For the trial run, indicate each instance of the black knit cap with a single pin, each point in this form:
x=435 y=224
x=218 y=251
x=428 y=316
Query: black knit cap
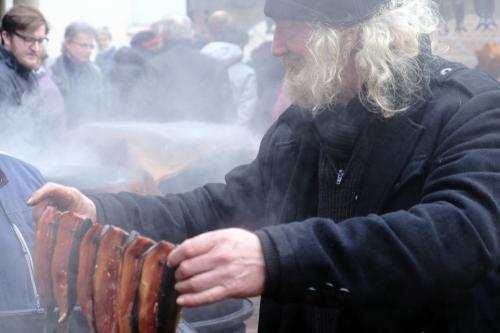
x=338 y=13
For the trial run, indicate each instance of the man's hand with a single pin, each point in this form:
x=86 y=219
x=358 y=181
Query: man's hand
x=218 y=265
x=63 y=198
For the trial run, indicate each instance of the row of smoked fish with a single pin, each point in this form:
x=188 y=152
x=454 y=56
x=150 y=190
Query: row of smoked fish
x=120 y=280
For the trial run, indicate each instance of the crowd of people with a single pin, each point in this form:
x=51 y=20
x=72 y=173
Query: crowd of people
x=485 y=10
x=373 y=204
x=162 y=76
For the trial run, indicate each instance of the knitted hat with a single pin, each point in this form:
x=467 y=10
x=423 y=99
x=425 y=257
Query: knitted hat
x=339 y=13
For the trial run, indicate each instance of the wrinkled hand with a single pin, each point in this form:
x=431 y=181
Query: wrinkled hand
x=218 y=265
x=63 y=198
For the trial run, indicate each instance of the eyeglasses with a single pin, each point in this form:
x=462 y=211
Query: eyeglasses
x=84 y=45
x=31 y=41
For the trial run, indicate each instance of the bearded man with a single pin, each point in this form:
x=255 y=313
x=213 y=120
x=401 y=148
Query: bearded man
x=373 y=203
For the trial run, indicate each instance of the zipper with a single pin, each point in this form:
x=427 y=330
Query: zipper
x=340 y=176
x=27 y=256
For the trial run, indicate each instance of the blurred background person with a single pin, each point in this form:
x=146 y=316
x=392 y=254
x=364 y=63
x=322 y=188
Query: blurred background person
x=78 y=79
x=105 y=51
x=485 y=10
x=270 y=74
x=180 y=82
x=24 y=31
x=226 y=46
x=128 y=69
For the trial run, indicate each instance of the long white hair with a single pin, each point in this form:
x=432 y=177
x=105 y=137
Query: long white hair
x=383 y=51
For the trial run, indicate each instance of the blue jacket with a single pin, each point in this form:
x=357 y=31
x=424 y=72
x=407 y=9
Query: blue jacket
x=17 y=181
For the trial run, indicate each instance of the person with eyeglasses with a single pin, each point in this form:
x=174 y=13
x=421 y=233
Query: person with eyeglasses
x=24 y=33
x=77 y=77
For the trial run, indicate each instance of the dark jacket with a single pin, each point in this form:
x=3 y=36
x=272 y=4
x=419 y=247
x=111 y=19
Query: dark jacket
x=16 y=81
x=18 y=180
x=183 y=84
x=82 y=89
x=421 y=251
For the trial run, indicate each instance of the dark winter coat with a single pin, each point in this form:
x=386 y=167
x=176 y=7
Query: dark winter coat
x=421 y=253
x=18 y=180
x=16 y=81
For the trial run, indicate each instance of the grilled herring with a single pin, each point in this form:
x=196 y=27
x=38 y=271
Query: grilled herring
x=85 y=280
x=106 y=273
x=130 y=275
x=157 y=307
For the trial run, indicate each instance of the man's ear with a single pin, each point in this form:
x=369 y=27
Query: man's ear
x=6 y=40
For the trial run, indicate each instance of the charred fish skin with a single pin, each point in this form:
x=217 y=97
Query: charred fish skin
x=106 y=275
x=169 y=313
x=86 y=267
x=128 y=286
x=156 y=292
x=60 y=267
x=74 y=260
x=45 y=235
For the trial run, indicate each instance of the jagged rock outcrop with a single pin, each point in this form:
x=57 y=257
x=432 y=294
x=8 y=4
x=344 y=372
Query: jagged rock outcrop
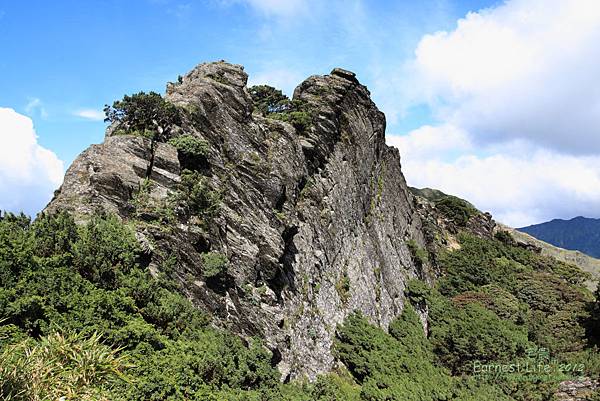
x=315 y=222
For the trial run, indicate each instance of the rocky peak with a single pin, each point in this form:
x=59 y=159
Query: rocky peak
x=314 y=218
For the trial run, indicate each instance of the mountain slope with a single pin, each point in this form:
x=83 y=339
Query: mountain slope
x=231 y=243
x=314 y=216
x=584 y=262
x=580 y=234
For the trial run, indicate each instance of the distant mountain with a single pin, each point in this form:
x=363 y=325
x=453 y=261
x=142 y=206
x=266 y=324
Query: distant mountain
x=579 y=234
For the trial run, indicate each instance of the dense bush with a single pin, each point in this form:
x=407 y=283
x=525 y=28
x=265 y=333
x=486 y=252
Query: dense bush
x=456 y=209
x=214 y=265
x=195 y=195
x=71 y=366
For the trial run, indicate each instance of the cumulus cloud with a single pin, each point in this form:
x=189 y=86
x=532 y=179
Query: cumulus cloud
x=280 y=78
x=90 y=114
x=29 y=173
x=521 y=185
x=35 y=105
x=526 y=69
x=279 y=8
x=517 y=96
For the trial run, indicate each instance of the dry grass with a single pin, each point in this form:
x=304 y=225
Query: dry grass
x=59 y=367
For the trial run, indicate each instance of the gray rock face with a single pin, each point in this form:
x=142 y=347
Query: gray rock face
x=314 y=222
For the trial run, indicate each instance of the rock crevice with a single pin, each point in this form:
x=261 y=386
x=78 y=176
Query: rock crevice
x=314 y=222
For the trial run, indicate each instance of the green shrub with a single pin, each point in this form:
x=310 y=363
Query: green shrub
x=190 y=145
x=342 y=287
x=268 y=99
x=105 y=250
x=272 y=103
x=456 y=209
x=214 y=265
x=417 y=291
x=195 y=195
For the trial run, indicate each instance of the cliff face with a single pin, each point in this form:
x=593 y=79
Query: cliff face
x=315 y=222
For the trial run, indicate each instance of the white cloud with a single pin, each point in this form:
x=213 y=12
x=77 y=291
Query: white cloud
x=280 y=78
x=29 y=173
x=526 y=69
x=518 y=183
x=90 y=114
x=35 y=105
x=279 y=8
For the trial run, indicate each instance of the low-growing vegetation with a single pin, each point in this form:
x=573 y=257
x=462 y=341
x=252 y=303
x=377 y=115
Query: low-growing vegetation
x=82 y=318
x=272 y=103
x=457 y=210
x=147 y=114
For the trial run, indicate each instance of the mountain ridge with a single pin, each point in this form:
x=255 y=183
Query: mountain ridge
x=579 y=234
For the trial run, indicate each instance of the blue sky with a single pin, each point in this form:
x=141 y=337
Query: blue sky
x=63 y=60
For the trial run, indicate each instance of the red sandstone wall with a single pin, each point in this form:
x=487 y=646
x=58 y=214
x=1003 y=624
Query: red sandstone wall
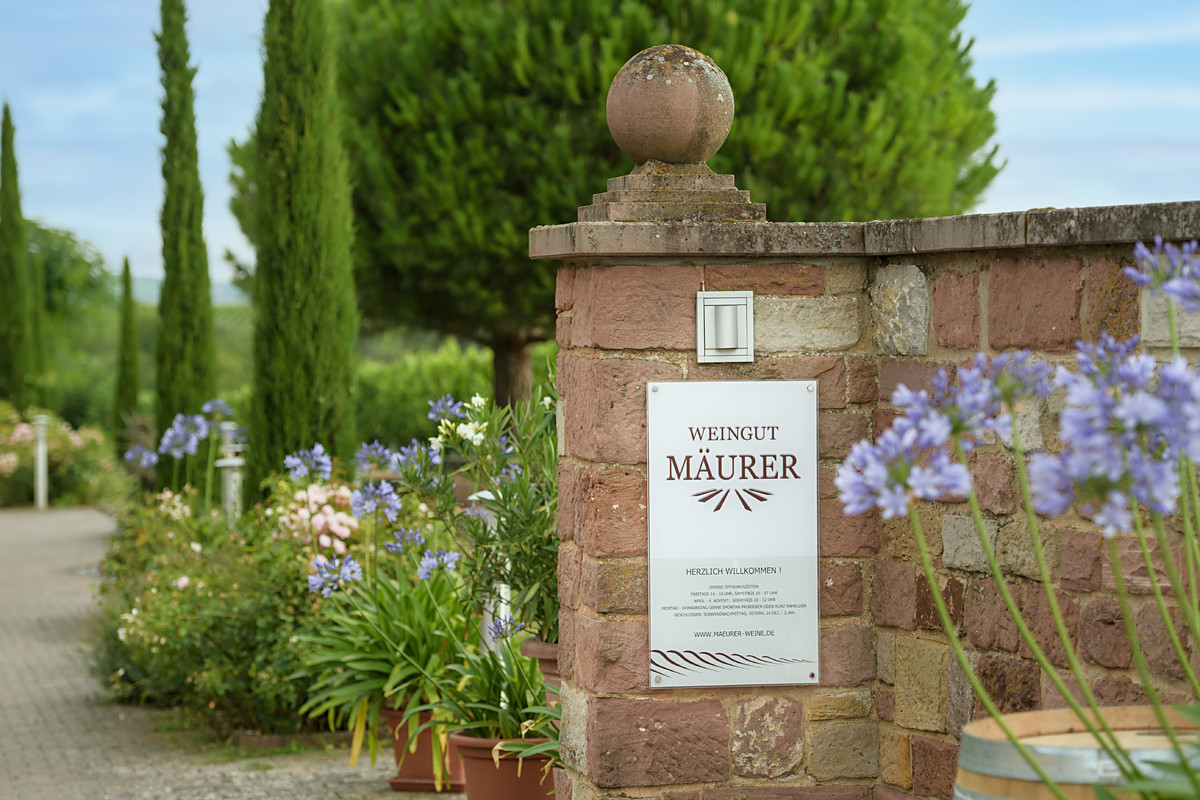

# Task
Begin at the first of the lines above and stop after the line that has "x=120 y=280". Write those lines out again in full, multiplying each answer coordinate by 0.95 and rounding to a whole number (halves go up), keeping all other numbers unchanged and leaving the pictures out.

# Complete output
For the trial run, indicate each instance of the black knit cap with a single pin, each point in this form:
x=435 y=224
x=218 y=251
x=428 y=316
Query: black knit cap
x=321 y=12
For the trial run, indicate each instance of the man's hand with a single pin, each point in this form:
x=86 y=219
x=358 y=181
Query: man's hand
x=207 y=252
x=60 y=188
For the trial run, indicate each instance of the row of smoked fish with a single pin, each point in this form:
x=188 y=152
x=454 y=56
x=150 y=190
Query: row of smoked fish
x=114 y=266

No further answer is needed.